Aufgabenstellung => Kopiere aus der folgenden Auflistung die Zeilen von der Zeile mit „Indicate each instance of the cheetah cub's nose“ bis zur Zeile mit „[(279, 151), (28, 112), (132, 126)]“ unverändert, wobei beide Zeilen dazugehören.

**** Übungsmaterial ****

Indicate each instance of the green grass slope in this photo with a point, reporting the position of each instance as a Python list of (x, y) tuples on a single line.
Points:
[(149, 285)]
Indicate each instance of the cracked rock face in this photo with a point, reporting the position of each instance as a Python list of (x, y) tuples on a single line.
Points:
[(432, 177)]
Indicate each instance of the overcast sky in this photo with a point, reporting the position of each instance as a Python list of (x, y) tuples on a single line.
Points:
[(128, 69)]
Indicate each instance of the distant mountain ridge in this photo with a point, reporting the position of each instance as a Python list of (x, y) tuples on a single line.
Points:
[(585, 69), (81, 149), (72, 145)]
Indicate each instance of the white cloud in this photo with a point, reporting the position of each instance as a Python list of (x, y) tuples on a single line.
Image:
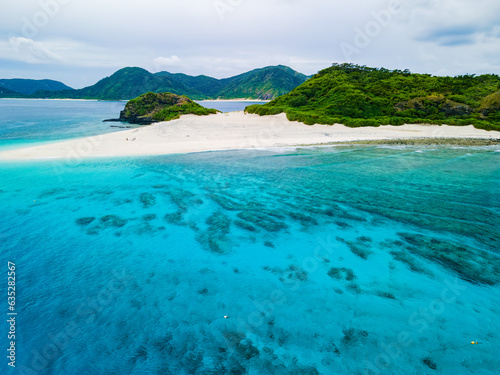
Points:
[(431, 36), (161, 62), (27, 50)]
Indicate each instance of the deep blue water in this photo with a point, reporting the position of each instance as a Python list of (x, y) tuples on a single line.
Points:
[(345, 260), (35, 121)]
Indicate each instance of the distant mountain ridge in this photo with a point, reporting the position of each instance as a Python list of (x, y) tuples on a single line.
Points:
[(30, 86), (128, 83)]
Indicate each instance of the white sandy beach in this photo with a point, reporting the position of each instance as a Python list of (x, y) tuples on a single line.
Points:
[(229, 131)]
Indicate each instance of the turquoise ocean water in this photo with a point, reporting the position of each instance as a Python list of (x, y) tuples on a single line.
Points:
[(341, 260)]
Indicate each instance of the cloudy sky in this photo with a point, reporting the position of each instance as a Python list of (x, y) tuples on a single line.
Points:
[(81, 41)]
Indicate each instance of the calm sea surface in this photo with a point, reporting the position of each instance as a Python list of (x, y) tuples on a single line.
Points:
[(342, 260)]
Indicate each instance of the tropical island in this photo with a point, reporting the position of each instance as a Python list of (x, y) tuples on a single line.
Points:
[(128, 83), (357, 96), (347, 103), (150, 108)]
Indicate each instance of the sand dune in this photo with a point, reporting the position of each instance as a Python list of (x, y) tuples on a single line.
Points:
[(227, 131)]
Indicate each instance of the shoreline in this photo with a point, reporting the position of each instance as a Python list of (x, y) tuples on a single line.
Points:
[(237, 131), (234, 100)]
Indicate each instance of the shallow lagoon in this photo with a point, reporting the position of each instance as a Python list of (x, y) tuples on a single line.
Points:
[(347, 260)]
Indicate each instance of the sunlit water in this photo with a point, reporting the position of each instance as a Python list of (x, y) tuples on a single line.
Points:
[(346, 260)]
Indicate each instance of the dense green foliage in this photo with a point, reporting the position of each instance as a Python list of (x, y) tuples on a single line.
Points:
[(153, 107), (360, 96), (30, 86), (127, 83), (266, 83)]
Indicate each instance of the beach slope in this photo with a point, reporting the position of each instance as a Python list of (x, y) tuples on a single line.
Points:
[(229, 131)]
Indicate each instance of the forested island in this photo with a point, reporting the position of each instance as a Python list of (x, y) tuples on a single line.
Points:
[(356, 96), (128, 83), (155, 107)]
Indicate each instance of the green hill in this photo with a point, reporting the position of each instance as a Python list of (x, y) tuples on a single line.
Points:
[(360, 96), (30, 86), (154, 107), (207, 87), (127, 83), (266, 83)]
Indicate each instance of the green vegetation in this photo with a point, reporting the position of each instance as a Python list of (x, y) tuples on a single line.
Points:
[(128, 83), (152, 107), (360, 96)]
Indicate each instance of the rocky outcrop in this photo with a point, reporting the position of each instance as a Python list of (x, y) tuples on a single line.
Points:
[(155, 107)]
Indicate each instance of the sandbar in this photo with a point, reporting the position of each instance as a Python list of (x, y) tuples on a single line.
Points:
[(230, 131)]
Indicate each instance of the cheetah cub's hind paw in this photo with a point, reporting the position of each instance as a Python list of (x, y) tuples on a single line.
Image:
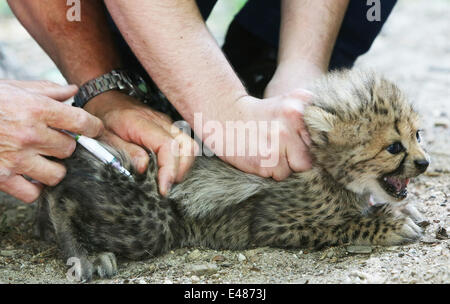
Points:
[(105, 265), (405, 233)]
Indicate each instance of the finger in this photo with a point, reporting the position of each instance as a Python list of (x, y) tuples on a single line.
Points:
[(153, 137), (298, 156), (283, 170), (188, 149), (21, 189), (43, 170), (139, 157), (187, 146), (168, 166), (305, 136), (304, 95), (56, 144), (62, 116)]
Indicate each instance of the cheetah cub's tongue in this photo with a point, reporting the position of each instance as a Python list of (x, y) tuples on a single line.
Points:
[(398, 183)]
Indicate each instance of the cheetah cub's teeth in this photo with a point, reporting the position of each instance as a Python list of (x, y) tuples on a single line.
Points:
[(394, 186)]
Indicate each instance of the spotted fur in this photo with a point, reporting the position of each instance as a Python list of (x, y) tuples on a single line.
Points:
[(353, 118)]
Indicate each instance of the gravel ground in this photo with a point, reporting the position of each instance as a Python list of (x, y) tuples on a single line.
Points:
[(413, 50)]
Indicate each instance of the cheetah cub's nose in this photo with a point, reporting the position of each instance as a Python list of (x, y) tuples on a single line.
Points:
[(421, 164)]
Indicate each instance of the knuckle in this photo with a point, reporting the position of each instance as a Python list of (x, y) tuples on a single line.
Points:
[(69, 149), (26, 137), (57, 177), (33, 196), (83, 118)]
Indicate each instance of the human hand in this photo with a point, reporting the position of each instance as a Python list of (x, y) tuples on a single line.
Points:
[(279, 151), (28, 112), (132, 126)]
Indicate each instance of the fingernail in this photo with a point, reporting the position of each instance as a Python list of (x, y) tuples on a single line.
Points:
[(169, 187)]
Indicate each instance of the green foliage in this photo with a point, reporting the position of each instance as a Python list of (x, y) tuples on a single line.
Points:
[(5, 11)]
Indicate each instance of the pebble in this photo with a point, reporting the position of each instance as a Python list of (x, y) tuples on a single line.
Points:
[(194, 255), (218, 258), (441, 234), (8, 253), (241, 257), (203, 269), (359, 249)]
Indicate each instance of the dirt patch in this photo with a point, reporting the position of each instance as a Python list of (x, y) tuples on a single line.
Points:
[(414, 51)]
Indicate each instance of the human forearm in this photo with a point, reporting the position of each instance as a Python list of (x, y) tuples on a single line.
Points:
[(174, 45), (81, 50)]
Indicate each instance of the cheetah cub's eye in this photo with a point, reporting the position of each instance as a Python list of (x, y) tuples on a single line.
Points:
[(419, 138), (395, 148)]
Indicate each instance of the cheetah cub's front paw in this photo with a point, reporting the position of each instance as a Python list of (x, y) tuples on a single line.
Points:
[(105, 265), (405, 232)]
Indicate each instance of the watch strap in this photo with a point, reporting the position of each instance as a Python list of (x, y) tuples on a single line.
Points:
[(115, 80)]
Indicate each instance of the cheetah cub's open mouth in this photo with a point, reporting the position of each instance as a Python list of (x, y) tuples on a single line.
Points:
[(395, 186)]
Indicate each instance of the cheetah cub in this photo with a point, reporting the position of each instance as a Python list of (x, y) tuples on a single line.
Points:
[(365, 143)]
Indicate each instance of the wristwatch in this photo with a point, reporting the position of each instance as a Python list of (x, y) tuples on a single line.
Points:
[(128, 82)]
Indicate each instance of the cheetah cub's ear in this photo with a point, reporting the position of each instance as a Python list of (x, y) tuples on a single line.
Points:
[(318, 122)]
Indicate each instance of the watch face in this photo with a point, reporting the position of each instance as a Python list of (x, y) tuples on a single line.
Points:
[(139, 84)]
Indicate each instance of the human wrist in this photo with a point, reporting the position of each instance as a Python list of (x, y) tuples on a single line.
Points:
[(109, 101), (293, 74)]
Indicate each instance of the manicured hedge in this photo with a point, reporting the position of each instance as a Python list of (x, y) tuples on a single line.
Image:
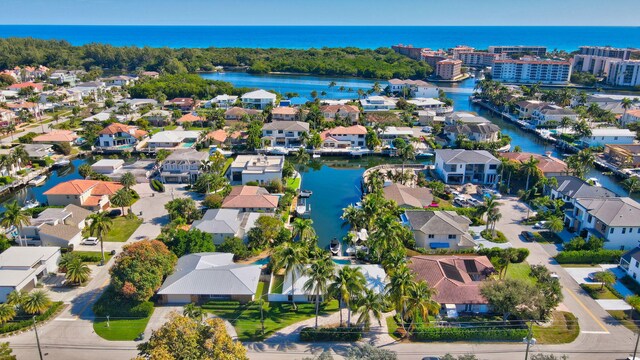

****

Antwort =>
Indicate each instance of the cheetah cub's nose in this photo with a point, reporting the position of each instance as a Python list of (x, y) tuples on a single line.
Points:
[(421, 164)]
Indicate each instance of the knuckle in this photo with a point, reporting the position of each instance as a Python list of (x, y) tuples on a single line.
Points:
[(69, 149), (26, 137), (57, 177), (33, 196), (83, 118)]
Indicate each instance of the human hand in this photo with a point, reporting the position of each instance as a Python list of (x, y) tuples on a single line.
Points:
[(279, 151), (28, 112), (132, 126)]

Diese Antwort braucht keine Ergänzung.